According to the article about Simon Denny's exhibition, how much of King Island's native vegetation has been lost?

BEGIN Document extract

For about a century, coal miners have been taking canaries and other small birds down into mines as a warning of toxic gases in the environment. The idea is widely understood: the birds are more sensitive to gases like carbon monoxide, so their death or illness can act as a warning to humans that they need to evacuate or don safety masks.
But New Zealand artist Simon Denny says there’s another bird, the King Island brown thornbill, that’s currently giving its life to warn humans to change their ways and their relationship with the environment. King Island, just off Tasmania, has lost 70 per cent of its native vegetation due to land clearing and agriculture, leaving the thornbill without a natural habitat and at serious risk of extinction. It’s a canary in a coal mine with global implications.
For that reason, the thornbill plays a starring role in Mine, Denny’s big-thinking exhibition that just opened at MONA. The title refers to resource mines and data mines, but the word “mine” might just make you think of greed and ownership – and that’s pretty understandable.

END Document extract
BEGIN Information shown

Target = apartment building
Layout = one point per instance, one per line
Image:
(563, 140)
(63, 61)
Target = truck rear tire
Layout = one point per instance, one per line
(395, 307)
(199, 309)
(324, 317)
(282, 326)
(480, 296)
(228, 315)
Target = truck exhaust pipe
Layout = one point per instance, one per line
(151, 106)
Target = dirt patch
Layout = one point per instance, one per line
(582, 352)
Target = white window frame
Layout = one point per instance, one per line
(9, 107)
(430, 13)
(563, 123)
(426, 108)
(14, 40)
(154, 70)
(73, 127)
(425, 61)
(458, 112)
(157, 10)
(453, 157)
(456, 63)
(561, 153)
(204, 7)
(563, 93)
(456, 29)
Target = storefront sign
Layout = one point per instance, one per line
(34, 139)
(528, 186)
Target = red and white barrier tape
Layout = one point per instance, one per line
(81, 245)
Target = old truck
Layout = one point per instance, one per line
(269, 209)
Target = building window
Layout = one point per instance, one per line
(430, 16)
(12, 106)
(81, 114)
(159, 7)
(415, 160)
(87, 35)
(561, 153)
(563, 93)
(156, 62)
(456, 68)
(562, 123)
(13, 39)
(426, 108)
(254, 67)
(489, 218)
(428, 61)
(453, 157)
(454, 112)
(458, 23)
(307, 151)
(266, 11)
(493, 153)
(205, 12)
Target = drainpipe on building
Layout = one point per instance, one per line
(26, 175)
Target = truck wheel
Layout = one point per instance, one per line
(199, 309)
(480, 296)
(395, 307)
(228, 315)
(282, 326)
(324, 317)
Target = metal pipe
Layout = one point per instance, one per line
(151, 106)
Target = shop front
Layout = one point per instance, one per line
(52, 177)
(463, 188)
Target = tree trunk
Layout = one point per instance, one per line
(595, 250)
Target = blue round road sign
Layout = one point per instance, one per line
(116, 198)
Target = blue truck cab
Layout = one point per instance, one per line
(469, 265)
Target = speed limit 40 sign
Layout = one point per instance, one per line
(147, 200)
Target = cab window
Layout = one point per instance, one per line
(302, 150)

END Information shown

## The answer:
70 percent, due to land clearing and agriculture.